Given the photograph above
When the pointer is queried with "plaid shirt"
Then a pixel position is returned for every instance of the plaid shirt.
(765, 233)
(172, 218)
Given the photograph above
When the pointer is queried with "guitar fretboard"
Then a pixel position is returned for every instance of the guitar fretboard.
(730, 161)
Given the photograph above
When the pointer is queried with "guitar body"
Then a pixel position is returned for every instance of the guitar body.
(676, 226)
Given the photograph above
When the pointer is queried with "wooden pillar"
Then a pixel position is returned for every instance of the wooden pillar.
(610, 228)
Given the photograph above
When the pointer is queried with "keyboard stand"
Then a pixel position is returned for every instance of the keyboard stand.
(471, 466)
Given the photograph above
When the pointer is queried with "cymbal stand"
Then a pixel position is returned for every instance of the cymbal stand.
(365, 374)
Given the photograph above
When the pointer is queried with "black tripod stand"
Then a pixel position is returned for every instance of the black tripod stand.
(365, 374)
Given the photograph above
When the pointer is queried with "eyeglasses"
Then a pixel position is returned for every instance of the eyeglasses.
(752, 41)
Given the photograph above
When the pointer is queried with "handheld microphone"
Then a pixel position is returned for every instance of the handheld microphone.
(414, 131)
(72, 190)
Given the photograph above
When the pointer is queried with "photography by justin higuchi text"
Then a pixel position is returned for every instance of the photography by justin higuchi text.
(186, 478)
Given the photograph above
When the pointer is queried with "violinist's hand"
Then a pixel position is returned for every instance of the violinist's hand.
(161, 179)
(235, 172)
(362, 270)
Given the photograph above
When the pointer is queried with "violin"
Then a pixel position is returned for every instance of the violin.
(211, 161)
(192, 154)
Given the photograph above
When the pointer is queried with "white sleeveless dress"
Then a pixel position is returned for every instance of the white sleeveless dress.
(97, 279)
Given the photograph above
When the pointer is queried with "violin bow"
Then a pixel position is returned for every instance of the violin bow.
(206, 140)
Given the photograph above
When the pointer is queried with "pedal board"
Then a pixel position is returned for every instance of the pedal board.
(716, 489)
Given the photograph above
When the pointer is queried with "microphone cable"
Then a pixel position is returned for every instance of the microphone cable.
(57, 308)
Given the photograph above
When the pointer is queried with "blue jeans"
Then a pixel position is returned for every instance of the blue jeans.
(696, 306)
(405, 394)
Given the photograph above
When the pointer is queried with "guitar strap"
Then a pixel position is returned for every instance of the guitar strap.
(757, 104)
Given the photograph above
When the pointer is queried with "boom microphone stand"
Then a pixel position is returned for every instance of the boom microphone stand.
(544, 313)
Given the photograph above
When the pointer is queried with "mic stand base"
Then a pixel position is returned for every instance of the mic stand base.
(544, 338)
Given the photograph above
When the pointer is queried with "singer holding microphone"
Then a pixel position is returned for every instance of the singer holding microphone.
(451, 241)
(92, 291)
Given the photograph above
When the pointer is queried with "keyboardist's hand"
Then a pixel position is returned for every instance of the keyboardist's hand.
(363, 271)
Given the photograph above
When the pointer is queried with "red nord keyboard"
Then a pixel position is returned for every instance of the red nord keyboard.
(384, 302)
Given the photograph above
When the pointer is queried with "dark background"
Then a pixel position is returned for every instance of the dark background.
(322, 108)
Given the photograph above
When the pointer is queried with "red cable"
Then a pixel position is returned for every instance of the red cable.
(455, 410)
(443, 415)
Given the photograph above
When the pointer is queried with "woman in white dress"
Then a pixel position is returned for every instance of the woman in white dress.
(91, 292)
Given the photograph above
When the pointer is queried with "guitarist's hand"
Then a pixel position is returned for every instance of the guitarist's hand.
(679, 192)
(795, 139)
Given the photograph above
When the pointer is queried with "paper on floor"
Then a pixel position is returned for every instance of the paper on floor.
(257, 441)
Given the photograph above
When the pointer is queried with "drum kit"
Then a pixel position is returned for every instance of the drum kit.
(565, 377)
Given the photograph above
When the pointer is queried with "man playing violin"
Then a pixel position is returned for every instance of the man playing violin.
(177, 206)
^^^^^^^^^^^^^^^^
_Stated exercise_
What do the records say? Quote them all exactly.

_Written answer_
Given the photograph above
When the pointer is queried with "plaid shirt"
Then a pixel position is returned for every instance of the plaid shirt.
(765, 233)
(172, 218)
Given the photograph above
When the pointer is queried with "guitar fretboard"
Then a pixel position is returned for every instance of the guitar fretboard.
(730, 161)
Given the photograph above
When the pointer is queried with "guitar body"
Then a pixel position is returned for every instance of the guitar body.
(676, 226)
Given the photograph above
When the pointer is queried with "wooden pillar"
Then a pixel position is returned for every instance of the wooden pillar.
(610, 228)
Given the photograph above
When the pointer is queried with "keyboard stand"
Then a pixel position is returned for every instance of the keyboard stand.
(471, 466)
Given the photograph above
When the pointer is queried with "cymbal stand"
Then a pixel position is returned for every instance of the cymbal stand.
(365, 374)
Given the photograph above
When the pointer is queried with "black tripod stand"
Then a pixel position is returned for every instance of the black tripod stand.
(365, 374)
Given the photograph above
When the pointer is queried with "eyeglasses"
Then a pixel position is returned for every instance of the eyeglasses.
(752, 41)
Given the photograph above
When the pointer is queried with "handheld microphone"
Then a pixel position is returned for every instance of the handheld microphone.
(414, 131)
(72, 190)
Given the photograph above
When the pointer is queried with "photography by justin higuchi text"
Then a pixel position is returned for every instance of the photography by justin higuchi text.
(186, 478)
Given the photograph above
When the pointer is queried with "violinist's hand"
Then a pixel position is returned for every instance of the violinist's hand.
(161, 179)
(235, 172)
(362, 270)
Given the photograph above
When the pointer is queried with "violin"
Then a pixel position is returned for every instance of the violin.
(211, 161)
(192, 154)
Given the photograph above
When the pointer is queried with "white sleeveless dress"
Then a pixel position is returned for every instance of the white sleeveless dress.
(97, 279)
Given the photograph above
When the pointer is queried with "violin bow"
Then a pixel position is returned for every instance of the violin bow.
(206, 140)
Given the photograph above
When the pointer is queried with "pedal board"
Then a pixel position is returned for every instance of the pedal board.
(716, 489)
Given the photograph above
When the pointer is queried with "microphone cable"
Then a pixel position is returned for every instance of the microphone cable.
(57, 308)
Given the photograph above
When the pointer is queried with "blue jeans"
Then a pixel position is returned for every instance of the blue jeans.
(696, 306)
(405, 394)
Given the photograph above
When the pointer is queried with "guitar strap"
Then a pixel position is returned for every instance of the guitar strap.
(757, 104)
Given the photograph above
When the pointer is queried with "boom microphone stand"
Then a pixel position is returned for every instance of the boom microphone stand.
(544, 313)
Given the photograph above
When the pointer is queried with "mic stand base"
Then a pixel position is returned for every instance of the mic stand base.
(544, 338)
Given the photograph above
When the pointer is queried with "singer holding microphone"
Then a pixel position is returned for every instance of the singer holding microphone.
(451, 241)
(92, 291)
Given the photograph above
When the pointer is queried with "keyboardist's hand"
Then a pixel position is returned for every instance of the keyboardist's hand.
(363, 271)
Given the photograph above
When the pointer is queried with "red nord keyboard"
Then a pixel position is returned for every instance of the red nord keyboard.
(384, 302)
Given the photograph above
When the pointer is queried with "dark background"
Then a pixel position is returned for every instance of the dark background.
(322, 108)
Given the photograph above
When the pointer is queried with "red cable"
Then a pixel position is returned for every instance of the red cable.
(455, 410)
(443, 415)
Given the photograph above
When the pointer is queried with "woman in white dress"
Then a pixel position is returned for every instance of the woman in white dress.
(91, 292)
Given the photograph above
When the pointer is queried with "guitarist's hand"
Then a pixel position is returned for every instance of the guitarist's hand.
(679, 192)
(795, 139)
Given the photograph above
When the pointer is queried with "paper on floor"
Then a pixel position is returned for every instance of the paper on floor.
(257, 441)
Given the photograph above
When the pointer is queried with "drum kit"
Then a pixel position is returned for every instance of the drum kit.
(565, 377)
Given the photograph above
When the pointer is queried with "man playing violin"
Then a pixel position is returned for every instance of the man playing violin.
(177, 206)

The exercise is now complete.